>> START Given entries

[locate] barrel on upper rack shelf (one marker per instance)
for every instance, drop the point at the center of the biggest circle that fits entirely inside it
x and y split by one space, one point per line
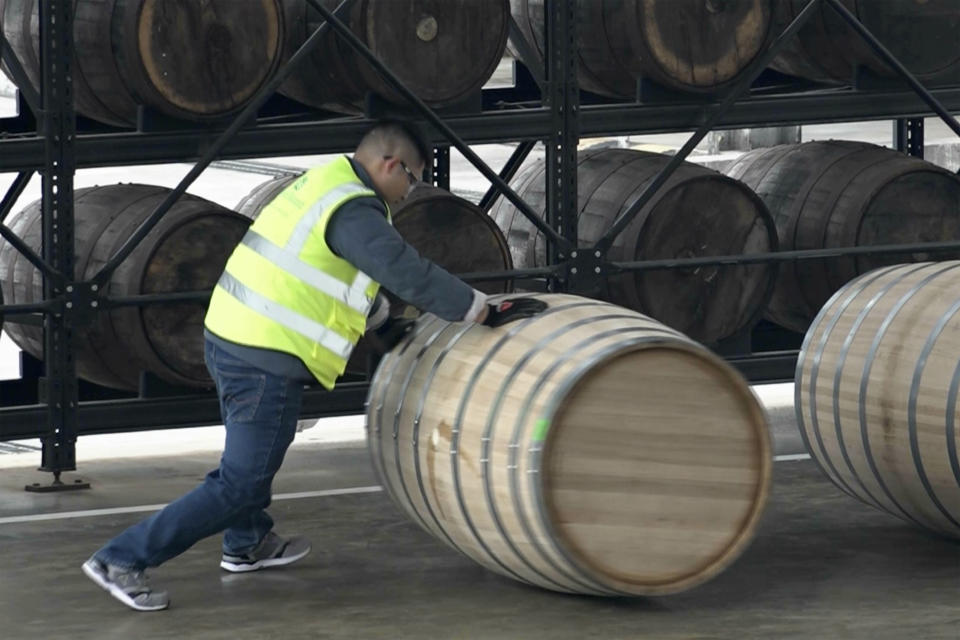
843 194
697 213
186 251
444 51
588 449
699 46
445 229
921 34
876 392
189 60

>> END Given entries

**Work to do:** Can you copy the records above word for word, omitting the pictures?

**Final result:**
[locate] barrel on upper rack shelf (one marker per instance)
for every instance, drop the point at the center of the biggest circle that fits entirely inside it
x and y split by one space, one point per line
843 194
697 213
186 251
444 51
588 449
699 46
445 229
921 34
876 392
189 60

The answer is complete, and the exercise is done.